====== Data for this task ======

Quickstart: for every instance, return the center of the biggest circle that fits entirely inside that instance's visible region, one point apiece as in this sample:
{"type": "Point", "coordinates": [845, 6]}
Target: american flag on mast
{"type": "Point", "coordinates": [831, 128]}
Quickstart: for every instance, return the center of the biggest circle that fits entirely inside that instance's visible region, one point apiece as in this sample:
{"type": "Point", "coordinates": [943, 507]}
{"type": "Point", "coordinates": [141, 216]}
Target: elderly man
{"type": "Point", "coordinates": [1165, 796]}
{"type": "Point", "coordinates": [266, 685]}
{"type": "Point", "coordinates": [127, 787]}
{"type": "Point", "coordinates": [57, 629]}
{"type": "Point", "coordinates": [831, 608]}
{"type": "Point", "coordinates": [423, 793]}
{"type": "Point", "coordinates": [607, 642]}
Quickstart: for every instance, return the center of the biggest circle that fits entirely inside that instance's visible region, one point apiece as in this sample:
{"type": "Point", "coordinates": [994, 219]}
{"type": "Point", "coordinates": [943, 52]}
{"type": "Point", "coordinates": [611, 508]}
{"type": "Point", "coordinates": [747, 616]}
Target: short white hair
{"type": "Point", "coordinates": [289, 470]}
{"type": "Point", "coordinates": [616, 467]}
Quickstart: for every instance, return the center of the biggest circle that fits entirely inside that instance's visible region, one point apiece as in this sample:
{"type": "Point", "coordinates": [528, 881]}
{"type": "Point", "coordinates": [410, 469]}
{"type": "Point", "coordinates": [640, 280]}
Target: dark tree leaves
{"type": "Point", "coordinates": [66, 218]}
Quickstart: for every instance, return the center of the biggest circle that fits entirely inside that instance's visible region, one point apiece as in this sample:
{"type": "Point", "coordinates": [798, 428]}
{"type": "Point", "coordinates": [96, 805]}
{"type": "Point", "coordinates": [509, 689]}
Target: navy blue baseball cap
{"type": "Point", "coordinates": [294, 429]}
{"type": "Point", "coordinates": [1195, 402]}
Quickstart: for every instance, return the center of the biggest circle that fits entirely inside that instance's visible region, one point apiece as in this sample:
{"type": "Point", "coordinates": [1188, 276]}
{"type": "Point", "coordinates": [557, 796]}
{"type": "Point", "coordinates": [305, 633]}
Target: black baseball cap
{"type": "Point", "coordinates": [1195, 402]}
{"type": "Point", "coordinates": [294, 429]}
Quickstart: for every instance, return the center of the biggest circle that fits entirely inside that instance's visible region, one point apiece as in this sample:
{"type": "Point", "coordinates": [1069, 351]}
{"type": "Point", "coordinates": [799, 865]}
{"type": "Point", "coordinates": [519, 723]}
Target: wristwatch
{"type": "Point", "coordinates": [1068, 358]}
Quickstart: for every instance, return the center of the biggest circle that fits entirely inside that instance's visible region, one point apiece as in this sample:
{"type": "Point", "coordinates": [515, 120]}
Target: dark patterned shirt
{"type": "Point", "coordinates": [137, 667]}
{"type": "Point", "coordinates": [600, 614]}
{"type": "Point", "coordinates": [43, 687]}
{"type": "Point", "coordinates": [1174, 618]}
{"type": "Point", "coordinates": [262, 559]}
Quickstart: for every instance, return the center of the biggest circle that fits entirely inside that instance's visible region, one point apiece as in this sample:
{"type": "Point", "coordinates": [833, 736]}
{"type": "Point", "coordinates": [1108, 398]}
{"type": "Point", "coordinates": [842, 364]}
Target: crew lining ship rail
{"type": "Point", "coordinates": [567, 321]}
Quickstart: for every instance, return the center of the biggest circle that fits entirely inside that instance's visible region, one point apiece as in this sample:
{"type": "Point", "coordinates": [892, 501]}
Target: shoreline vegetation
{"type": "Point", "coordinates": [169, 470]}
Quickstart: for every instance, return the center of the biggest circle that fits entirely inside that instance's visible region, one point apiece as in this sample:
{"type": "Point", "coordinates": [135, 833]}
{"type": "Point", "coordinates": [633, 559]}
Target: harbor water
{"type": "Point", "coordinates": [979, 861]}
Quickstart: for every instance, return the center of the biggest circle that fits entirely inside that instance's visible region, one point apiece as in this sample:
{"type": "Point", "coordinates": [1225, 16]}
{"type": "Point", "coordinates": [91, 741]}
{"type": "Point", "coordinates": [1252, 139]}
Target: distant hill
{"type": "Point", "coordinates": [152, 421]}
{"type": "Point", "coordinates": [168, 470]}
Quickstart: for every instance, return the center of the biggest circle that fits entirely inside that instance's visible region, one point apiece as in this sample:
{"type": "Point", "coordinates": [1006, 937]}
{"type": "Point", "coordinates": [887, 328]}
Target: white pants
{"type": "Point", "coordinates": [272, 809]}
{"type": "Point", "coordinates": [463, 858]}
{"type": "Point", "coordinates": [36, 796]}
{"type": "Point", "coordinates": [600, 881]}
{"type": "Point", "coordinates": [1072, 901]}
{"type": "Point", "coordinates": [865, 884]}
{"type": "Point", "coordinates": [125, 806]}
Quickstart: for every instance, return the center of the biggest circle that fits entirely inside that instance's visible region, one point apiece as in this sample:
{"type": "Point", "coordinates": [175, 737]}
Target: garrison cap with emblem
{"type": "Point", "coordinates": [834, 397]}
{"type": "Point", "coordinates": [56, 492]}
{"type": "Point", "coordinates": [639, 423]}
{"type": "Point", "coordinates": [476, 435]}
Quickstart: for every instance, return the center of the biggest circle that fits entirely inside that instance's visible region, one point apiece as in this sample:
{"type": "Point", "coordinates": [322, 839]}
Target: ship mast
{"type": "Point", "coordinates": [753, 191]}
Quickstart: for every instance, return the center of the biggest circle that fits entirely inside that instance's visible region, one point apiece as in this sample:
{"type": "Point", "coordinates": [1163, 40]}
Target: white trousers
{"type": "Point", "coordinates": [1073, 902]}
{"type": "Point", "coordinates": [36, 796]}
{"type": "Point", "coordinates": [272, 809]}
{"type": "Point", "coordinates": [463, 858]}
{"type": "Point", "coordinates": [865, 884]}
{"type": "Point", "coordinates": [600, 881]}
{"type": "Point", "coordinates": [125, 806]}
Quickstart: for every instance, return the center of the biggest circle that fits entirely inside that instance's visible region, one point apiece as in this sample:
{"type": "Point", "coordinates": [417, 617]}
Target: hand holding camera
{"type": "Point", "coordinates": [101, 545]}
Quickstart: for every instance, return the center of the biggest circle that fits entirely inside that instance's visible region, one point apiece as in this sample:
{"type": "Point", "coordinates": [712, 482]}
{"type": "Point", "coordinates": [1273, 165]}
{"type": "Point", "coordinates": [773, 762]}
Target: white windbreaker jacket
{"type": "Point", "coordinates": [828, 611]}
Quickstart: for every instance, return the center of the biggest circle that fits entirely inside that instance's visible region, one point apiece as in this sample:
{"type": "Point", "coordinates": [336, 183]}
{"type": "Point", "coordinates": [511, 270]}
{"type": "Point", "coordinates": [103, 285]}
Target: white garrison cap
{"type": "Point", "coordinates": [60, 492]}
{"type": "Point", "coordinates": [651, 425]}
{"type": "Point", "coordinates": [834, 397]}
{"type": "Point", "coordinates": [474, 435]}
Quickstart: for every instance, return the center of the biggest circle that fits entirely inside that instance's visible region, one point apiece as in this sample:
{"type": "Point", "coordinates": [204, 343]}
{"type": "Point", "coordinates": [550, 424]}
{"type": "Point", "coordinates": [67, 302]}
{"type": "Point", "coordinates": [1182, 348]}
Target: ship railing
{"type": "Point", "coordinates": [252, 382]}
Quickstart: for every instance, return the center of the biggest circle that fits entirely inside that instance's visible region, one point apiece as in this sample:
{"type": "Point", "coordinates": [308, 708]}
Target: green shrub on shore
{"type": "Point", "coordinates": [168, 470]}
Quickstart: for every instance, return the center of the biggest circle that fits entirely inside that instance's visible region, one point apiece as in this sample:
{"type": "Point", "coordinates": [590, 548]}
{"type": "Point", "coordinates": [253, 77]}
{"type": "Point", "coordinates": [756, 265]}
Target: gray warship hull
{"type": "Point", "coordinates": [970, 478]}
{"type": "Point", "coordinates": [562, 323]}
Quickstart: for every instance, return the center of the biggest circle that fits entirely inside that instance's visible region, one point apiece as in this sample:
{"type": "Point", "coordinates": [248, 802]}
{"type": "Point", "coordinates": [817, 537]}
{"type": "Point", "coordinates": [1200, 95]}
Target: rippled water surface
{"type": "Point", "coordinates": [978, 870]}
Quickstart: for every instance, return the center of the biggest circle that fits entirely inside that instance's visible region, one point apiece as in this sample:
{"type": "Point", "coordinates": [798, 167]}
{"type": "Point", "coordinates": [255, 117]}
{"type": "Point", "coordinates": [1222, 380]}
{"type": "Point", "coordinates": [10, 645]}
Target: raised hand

======

■ **Requirement**: Extract the lines from the beginning of the records through the line that contains "Target: american flag on mast", reproducing each one word for word. Include that line and stop after it.

■ **Reply**:
Quickstart: for every instance, return the center of the biggest circle that fits entirely inside that instance's visible region, one point apiece as in this sample:
{"type": "Point", "coordinates": [845, 6]}
Target: american flag on mast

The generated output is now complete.